Text section:
########################################
Honestly I'm coming here because I don't know where else to go right now and I just need to vent and for some reason I suddenly remembered "oh wait, remember that old blog you used a lot in the past for these sorts of things?" I probably should get a new therapist but I've been saying that for two years now and womp womp.
Anyway.
This semester has already gotten off on a terrible foot, because I apparently now have a terrible reputation and reviews due to last semester's classes. I spent like...10 years in political science and got a decent rep for my classes only for one semester with fucking business students to trash that completely. And why? Because they cannot be fucked to read the simplest directions, got upset that I dared to hold them to some honesty measure, and then blamed me for them not doing well even though I gave them all the tools necessary to do so.
I don't even want to be in management, really. I want to be in political science. I'm here because I'm too much of a fuck up with research that the only way I'm getting any jobs is because I can teach statistics, which the management school desperately needs. That's literally it. And so having one semester where MBA students trash me because I caught them cheating and made them redo things with the administration's blessing is a huge blow to motivation and my morale like. My students this semester don't even know me and I have an awful reputation because some people got angry I held them to a certain standard.
########################################
Text-to-region grounding lines

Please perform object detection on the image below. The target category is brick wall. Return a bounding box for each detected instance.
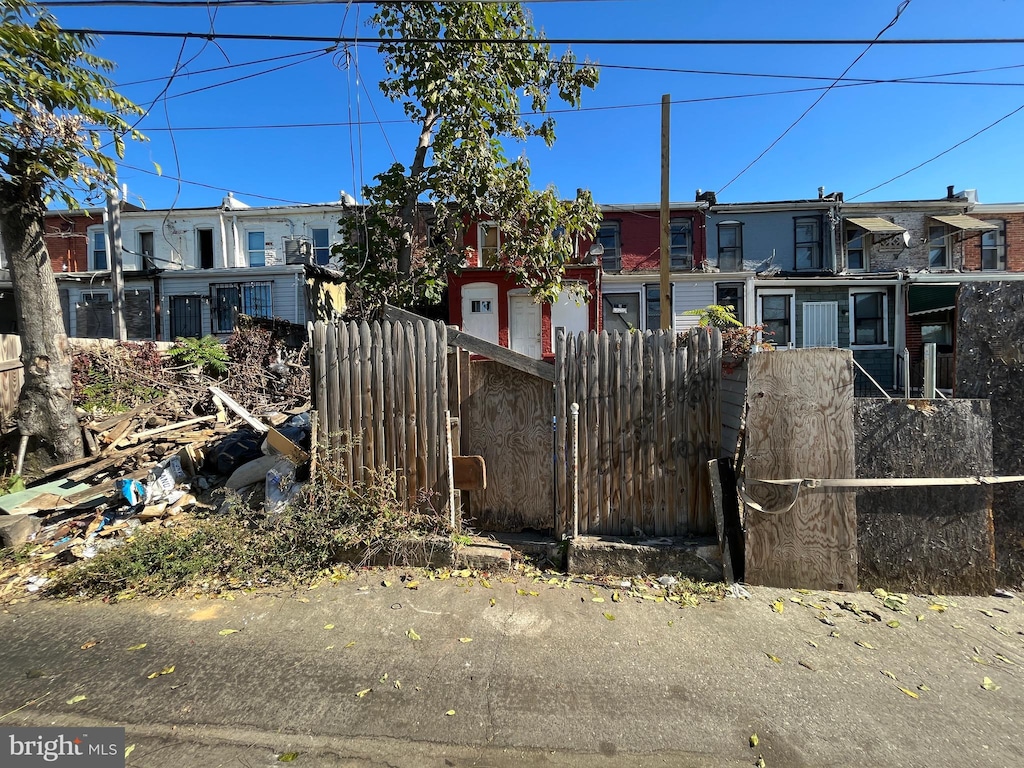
[44,214,92,272]
[964,211,1024,272]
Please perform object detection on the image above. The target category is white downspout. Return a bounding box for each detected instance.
[217,209,227,266]
[227,215,242,266]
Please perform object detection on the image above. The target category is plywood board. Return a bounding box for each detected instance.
[855,397,995,595]
[462,360,554,532]
[741,349,857,590]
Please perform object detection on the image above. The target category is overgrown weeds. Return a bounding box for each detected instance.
[49,462,450,598]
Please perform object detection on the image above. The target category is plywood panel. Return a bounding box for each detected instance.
[741,349,857,590]
[854,397,995,595]
[463,360,554,532]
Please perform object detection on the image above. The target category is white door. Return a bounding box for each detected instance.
[509,296,541,358]
[802,301,839,348]
[551,285,590,345]
[462,283,498,344]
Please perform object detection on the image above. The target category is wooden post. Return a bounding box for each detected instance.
[921,344,935,400]
[660,93,672,331]
[569,402,580,539]
[105,185,128,341]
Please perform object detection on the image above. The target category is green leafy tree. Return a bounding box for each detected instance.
[338,1,600,313]
[0,0,141,462]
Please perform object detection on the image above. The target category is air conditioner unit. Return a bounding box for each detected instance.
[285,238,313,264]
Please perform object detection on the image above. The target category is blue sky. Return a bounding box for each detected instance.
[41,0,1024,208]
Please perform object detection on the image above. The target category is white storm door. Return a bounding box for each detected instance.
[509,296,541,358]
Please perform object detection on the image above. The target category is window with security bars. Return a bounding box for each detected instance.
[210,283,273,334]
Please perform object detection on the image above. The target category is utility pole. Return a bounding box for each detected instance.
[659,93,672,331]
[106,184,128,341]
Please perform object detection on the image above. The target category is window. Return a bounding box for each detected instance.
[921,323,953,351]
[125,288,155,341]
[601,291,640,333]
[477,221,502,266]
[846,224,867,272]
[850,291,889,346]
[758,291,796,347]
[137,231,157,269]
[715,283,745,325]
[793,216,821,269]
[800,301,839,349]
[75,291,114,339]
[718,221,743,272]
[669,219,693,270]
[644,285,672,331]
[981,221,1007,269]
[928,224,949,269]
[246,231,266,266]
[89,226,110,270]
[309,227,331,266]
[596,221,623,272]
[196,229,218,269]
[210,283,273,333]
[169,296,203,339]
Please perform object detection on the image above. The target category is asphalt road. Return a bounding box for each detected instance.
[0,570,1024,768]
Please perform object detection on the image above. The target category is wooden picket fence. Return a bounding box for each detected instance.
[311,321,451,518]
[555,329,722,536]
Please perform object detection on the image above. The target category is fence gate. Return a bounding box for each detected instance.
[555,329,722,536]
[311,321,451,518]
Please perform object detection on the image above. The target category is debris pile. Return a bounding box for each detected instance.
[0,326,312,602]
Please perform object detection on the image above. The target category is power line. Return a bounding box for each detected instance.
[63,28,1024,46]
[118,162,313,206]
[847,99,1024,200]
[718,0,910,193]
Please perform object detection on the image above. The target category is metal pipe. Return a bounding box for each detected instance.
[569,402,580,539]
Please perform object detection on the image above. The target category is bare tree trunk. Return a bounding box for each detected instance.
[0,174,82,463]
[398,112,440,276]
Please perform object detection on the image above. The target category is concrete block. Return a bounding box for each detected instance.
[455,543,512,571]
[0,515,40,549]
[567,537,722,582]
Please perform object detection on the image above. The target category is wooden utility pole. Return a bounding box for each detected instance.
[660,93,672,331]
[106,185,128,341]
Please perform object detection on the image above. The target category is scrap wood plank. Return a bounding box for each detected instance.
[210,386,269,433]
[741,349,857,590]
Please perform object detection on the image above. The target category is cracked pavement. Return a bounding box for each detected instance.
[0,569,1024,768]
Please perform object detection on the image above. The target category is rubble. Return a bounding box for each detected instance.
[0,327,310,603]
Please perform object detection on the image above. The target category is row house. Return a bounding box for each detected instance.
[450,187,1024,394]
[0,194,354,340]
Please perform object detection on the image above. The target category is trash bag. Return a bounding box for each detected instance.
[206,429,263,477]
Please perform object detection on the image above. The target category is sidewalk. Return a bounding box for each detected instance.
[0,570,1024,768]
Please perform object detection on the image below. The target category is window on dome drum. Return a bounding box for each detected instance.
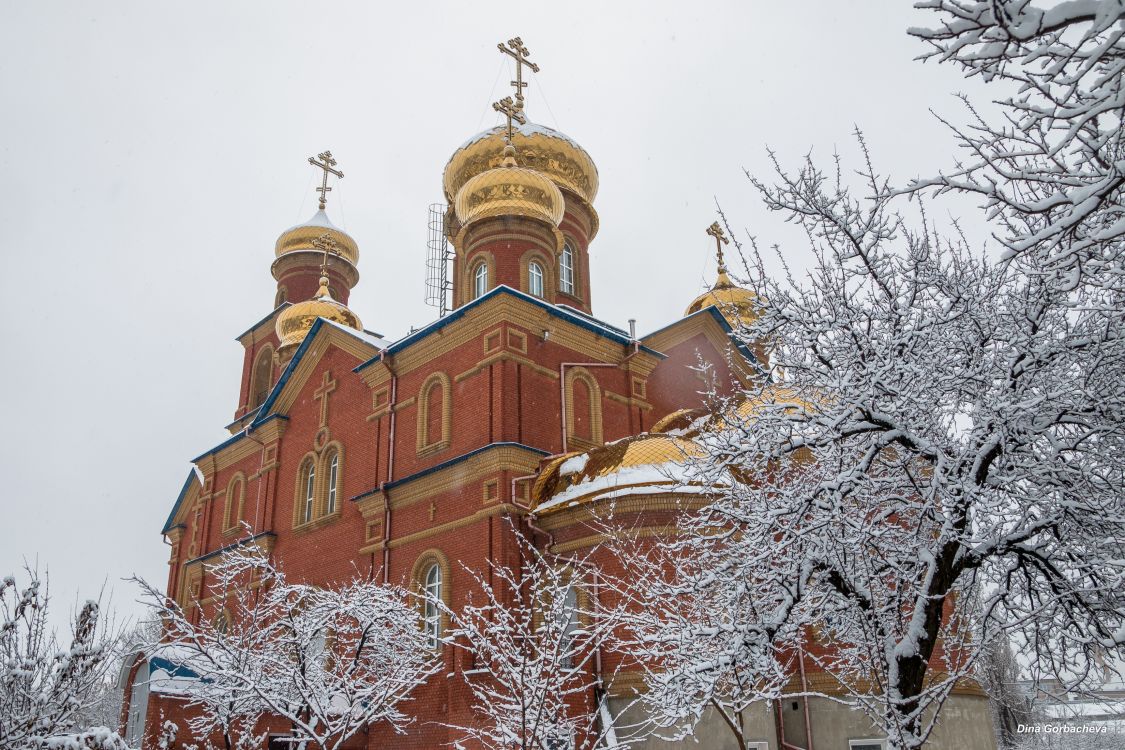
########################################
Exercise tasks:
1. In the blog post about the rough start to the semester, what subject does the writer say the management school desperately needs them to teach?
2. Continue the blog post about the rough start to the semester from where it stops, keeping the writer's voice.

Responses by item number:
1. Statistics.

2.
It hurts. It sucks. And I know I shouldn't care, because the students who are likely to leave reviews are ones who get upset about things like this. But it creates this ripple effect and it also just hurts on a personal level.
I just asked them to do your own work. I just asked for them to review the materials I gave and pay attention when I explained things. I just asked for them to come to me if they needed help. But instead I get nothing and then suddenly I'm basically the worst person ever because my students were lazy and then upset when that laziness did not result in them getting an A.
I had several of them try to complain at the end of the semester about grades to the administration. Luckily I have everything heavily documented everywhere, so even the dean was like "yeah this is one of the clearest cases I have" because I covered so many of my bases. But hearing even what they wrote in those emails upset me. One person claimed they had gotten a 90 on a test they only got like...I think an 80ish on, and were trying to mess with the percentages that I had set out at the beginning of the semester to inflate things.
Oh, and some of them complained about my getting covid and having to miss classes, which was fun also.
For all the accommodations and shit we are expected as professors to give, I've found that over the years, the students' don't even bother to pretend to give an iota of that in return. Like, I have a gd pharmacy I take still to manage depression, anxiety, ADHD and honestly I probably could go for more diagnostic tests because my brain is fucked and I have sensory issues and I wish I was just a normal damn person but nope. But I'm not really a person to them, I've realized. I'm just some...thing that is meant to deliver them an A they paid the university for.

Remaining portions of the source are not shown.